#### Extracted entries
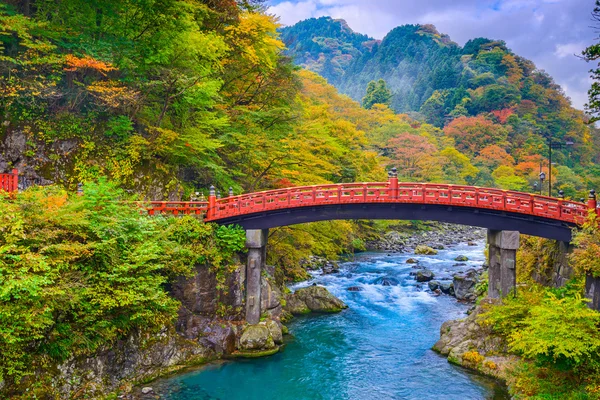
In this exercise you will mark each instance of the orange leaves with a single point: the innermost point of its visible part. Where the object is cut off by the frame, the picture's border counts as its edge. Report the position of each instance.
(74, 63)
(475, 133)
(503, 115)
(408, 151)
(493, 156)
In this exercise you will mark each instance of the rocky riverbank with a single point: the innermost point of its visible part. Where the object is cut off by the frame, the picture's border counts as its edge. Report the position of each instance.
(471, 344)
(437, 235)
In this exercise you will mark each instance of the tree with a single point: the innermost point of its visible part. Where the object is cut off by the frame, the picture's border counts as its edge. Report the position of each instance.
(408, 151)
(592, 53)
(492, 156)
(377, 93)
(474, 133)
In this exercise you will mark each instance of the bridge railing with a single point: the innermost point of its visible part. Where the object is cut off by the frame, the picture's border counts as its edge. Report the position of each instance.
(178, 207)
(380, 192)
(9, 182)
(387, 192)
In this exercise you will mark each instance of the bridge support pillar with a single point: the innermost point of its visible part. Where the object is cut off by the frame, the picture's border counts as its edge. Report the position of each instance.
(256, 242)
(502, 258)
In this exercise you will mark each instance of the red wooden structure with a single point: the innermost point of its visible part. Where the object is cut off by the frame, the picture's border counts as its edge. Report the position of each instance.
(391, 192)
(9, 182)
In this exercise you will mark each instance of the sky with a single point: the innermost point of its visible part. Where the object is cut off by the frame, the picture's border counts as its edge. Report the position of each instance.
(548, 32)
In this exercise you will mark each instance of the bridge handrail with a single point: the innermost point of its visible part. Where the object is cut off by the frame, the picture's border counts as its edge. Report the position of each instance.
(9, 182)
(380, 192)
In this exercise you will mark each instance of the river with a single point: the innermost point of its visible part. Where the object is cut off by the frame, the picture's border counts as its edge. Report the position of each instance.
(379, 348)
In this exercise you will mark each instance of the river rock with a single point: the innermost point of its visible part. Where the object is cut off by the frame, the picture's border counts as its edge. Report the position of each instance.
(256, 337)
(447, 288)
(464, 285)
(386, 281)
(425, 250)
(457, 338)
(275, 331)
(295, 305)
(424, 276)
(355, 289)
(330, 268)
(313, 298)
(270, 295)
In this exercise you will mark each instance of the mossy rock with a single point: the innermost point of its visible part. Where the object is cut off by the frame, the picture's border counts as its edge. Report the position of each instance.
(425, 250)
(256, 337)
(319, 299)
(253, 353)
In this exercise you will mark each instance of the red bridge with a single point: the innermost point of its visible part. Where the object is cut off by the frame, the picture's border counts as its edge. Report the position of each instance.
(10, 182)
(552, 218)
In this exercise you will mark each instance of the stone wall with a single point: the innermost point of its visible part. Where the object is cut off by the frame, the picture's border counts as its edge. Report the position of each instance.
(557, 272)
(199, 335)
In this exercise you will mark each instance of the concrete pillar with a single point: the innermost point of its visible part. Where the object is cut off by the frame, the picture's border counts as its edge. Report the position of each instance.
(256, 242)
(502, 253)
(592, 291)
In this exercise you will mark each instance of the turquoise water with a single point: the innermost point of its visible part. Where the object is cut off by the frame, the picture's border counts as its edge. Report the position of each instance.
(377, 349)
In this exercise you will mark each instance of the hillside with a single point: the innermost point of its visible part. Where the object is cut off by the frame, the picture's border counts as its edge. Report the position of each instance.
(490, 102)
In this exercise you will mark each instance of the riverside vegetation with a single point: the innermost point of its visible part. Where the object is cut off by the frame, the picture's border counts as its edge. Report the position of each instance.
(162, 98)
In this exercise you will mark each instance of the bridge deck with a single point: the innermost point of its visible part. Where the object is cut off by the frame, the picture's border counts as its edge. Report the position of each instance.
(217, 210)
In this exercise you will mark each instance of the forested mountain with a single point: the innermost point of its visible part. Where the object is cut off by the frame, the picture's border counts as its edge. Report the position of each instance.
(495, 107)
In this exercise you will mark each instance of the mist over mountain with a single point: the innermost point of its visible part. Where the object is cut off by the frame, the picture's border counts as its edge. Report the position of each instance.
(426, 71)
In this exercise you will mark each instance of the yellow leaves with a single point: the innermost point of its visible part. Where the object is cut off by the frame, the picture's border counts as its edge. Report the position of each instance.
(256, 35)
(74, 63)
(514, 71)
(56, 201)
(113, 94)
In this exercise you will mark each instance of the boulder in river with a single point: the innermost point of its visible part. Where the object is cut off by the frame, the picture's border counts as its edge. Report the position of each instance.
(425, 250)
(275, 330)
(386, 281)
(424, 276)
(464, 285)
(355, 289)
(447, 288)
(315, 299)
(256, 337)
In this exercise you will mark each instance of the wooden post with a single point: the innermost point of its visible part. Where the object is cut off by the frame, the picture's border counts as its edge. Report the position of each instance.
(592, 204)
(256, 243)
(15, 180)
(212, 203)
(393, 179)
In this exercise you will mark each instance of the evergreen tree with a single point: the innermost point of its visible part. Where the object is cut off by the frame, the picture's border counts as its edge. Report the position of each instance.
(377, 93)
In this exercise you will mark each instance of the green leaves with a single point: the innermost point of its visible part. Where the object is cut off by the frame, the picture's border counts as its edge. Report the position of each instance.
(559, 330)
(78, 273)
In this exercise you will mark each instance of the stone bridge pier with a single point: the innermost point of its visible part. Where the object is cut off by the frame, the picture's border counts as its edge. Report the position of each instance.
(256, 242)
(502, 260)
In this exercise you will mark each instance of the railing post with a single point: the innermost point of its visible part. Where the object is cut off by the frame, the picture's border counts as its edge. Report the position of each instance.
(212, 203)
(592, 204)
(393, 180)
(15, 180)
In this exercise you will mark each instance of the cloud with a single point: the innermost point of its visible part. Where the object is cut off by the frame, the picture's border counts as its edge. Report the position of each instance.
(548, 32)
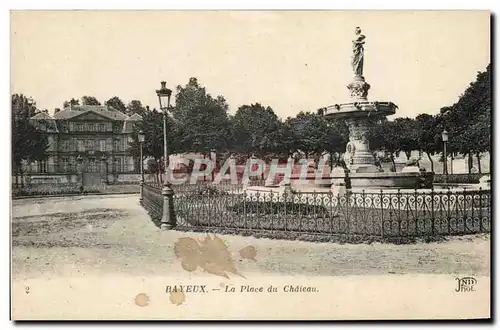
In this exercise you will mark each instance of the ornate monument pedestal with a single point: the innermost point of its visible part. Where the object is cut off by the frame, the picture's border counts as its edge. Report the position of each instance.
(360, 115)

#### About this exercise
Every record must be copied exactly, with the pictures left out.

#### Finished task
In this exercise you will mark each instance of the orange leaves with a single point: the innermost point of its visible part. Where the object is cut off by the frame, the picture's border counts as its edge. Report the position of each instance.
(74, 63)
(475, 133)
(503, 115)
(408, 151)
(493, 156)
In this exercise you will mark each instance of the rocky riverbank with a single point: the innermost point of its visible part. Where the object is cut off by the frame, the picture's border counts as its edge. Report the position of each instance.
(471, 344)
(437, 235)
In this exercise you will mark each instance of the tree with a single point: the innermost point of its visible part. Where the object is cut off by the frame, the picture's border counts as its edge. Report the position of each instance.
(408, 151)
(592, 53)
(492, 156)
(377, 93)
(474, 133)
In this exercise you will mark each instance of the bridge railing with a single point: the innermost point of its visible part. Where the object is cut off by the frame, the picture's border counts as its edge. Report the position of each instance.
(178, 207)
(380, 192)
(9, 182)
(387, 192)
In this exercise you will mark each instance of the bridge support pillar with a single point: the innermost point of its visible part. Where the object is cut off by the frame, the picture's border counts as its edge. Report the position of each instance.
(256, 242)
(502, 258)
In this exercise you will mark each instance of the red wooden structure with a single point: the innermost point of its visible part. Where the object is cut off by the frame, the picture's border counts as its edge. Report the position of each instance.
(391, 192)
(9, 182)
In this exercise you will mark each instance of the sky with a single point: the innermost point of its visible part. Where the object is cut off by the frame, the picture's border counts as its edge. Report the position of each instance.
(548, 32)
In this exercise you will mark each instance of the bridge handrail with a single point: the innermost point of its visible part. Where the object is cut off by the frame, the picture's border counts as its edge. Report the position of each instance.
(9, 182)
(380, 192)
In this exercise you will mark each instance of the river with a single point: the innermost point of its visible part. Where the object is cut off by the frame, the picture's border counts as its edge. Report the position of each instance.
(379, 348)
In this exercise you will mark each instance of the river rock with a single point: the innermost point of its visible part. Where the object is cut off by the frame, the picture's border counts as its edge. Report the position of each instance.
(256, 337)
(447, 288)
(464, 285)
(386, 281)
(425, 250)
(457, 338)
(275, 331)
(295, 305)
(424, 276)
(355, 289)
(330, 268)
(313, 298)
(270, 295)
In this exercise you will mark each instance of the mossy rock with a single point: the innermost point of its visible part. Where the object is cut off by the frame, the picture's border counts as its edge. Report the position of each instance.
(425, 250)
(256, 337)
(319, 299)
(253, 353)
In this exercise you will mark each instance of the red bridge with a single point: the innermost point of its visible part. Where the object is cut off by the frame, the picture's border counts as its edge. Report the position of each instance.
(10, 182)
(552, 218)
In this exercise you will mark each instance of the stone wall with a single point: the innermost point of its visible part. Where the object is cut off by the frame, the picture's border counts as its edge. Report the position of each instance.
(557, 272)
(199, 335)
In this exercise you will mark each instance of the concrete pillar with a single point: the innermost point of its visible part. Where the object is cut off by the frame, the picture's border counts as its edge. Report the position of each instance.
(256, 242)
(502, 253)
(592, 291)
In this exercise you will mark each instance of the turquoise water with a single point: the innermost point of its visible part. Where the object is cut off by the frame, the picture's border counts as its edge. Report the position of each instance.
(377, 349)
In this exercise you will mark each instance of the hillside with a single point: the innermost point of its visible part. Where the object is cut off by the frame, the picture's border counts as its edge. Report the position of each instance.
(490, 102)
In this exercise you will mark each instance of the riverside vegetation with a single point: the innermost point of its visible part. Where the object is cut off by the frame, the picture's border counts as its edge. Report the position of each instance.
(162, 98)
In this exercise you will mark each instance of the bridge deck with a single point: the innermost point of its visible part. Where the object is cut off by the frame, the picture's border counts as its edge. Report the position of each instance.
(217, 210)
In this exercise you will mark each instance of the forested mountain with a single point: the innermost point of its visible part. Where the object is cut off by the frame, the picture's border counts as its edge. Report the position of each instance.
(495, 107)
In this exercise you will mark each instance of the mist over mountain with a single point: the innermost point of its visible part. Where the object is cut off by the frame, the picture's border counts as its edge. Report the position of each instance.
(426, 71)
In this exercise you will mark each instance of the yellow leaves with a single point: the innermost point of its visible part. Where the object is cut off by the frame, the picture's border counts as its edge. Report the position of each instance.
(256, 35)
(74, 63)
(514, 71)
(56, 201)
(113, 94)
In this exercise you will mark each instance of the boulder in river with a single point: the innermost point of its visible part. Where the object is cut off by the frame, the picture's border counts as its edge. Report the position of each instance.
(425, 250)
(275, 330)
(386, 281)
(424, 276)
(464, 285)
(355, 289)
(447, 288)
(315, 299)
(256, 337)
In this exercise you will mark each instance of the wooden post with a single point: the innermost point of its visible part. Where the object is cut off by the frame, the picture's border counts as its edge. Report the position of each instance.
(592, 204)
(256, 243)
(15, 180)
(212, 203)
(393, 179)
In this exercise you will mark each instance of the evergreen tree with a single point: the innermost point of its visible part. Where the object is cut off by the frame, the picture's border counts as its edge. Report the position of each instance.
(377, 93)
In this exercise you will mark each instance of the green leaves with a single point: the innermost point of its visible part. Where the object is cut off by the frame, the picture's border counts as its edge. Report the position of each instance.
(559, 330)
(78, 273)
In this exercise you will mark each instance of the stone bridge pier with a single point: the innermost point of its visible part. Where the object is cut off by the frame, the picture's border counts as its edge. Report the position of each instance.
(256, 242)
(502, 260)
In this exercise you will mark each instance of the railing post with a single point: the innermost point of its visible part. Where the object is cut off by the frame, the picture's border counts as its edge. Report the position of each instance.
(212, 203)
(592, 204)
(393, 180)
(15, 180)
In this exercise you will mark each instance of the cloud with a single point: the innermost point of its visible part. Where the object is cut off by the frame, the picture's border counts as its edge. Report the position of each instance.
(548, 32)
In this exercise you will mark each instance of the ornate monument pedestal with a single point: the innermost point of its visible part. Where the object is cut off by the frame, the picture's border counts as its edge. Report the position of each instance.
(360, 115)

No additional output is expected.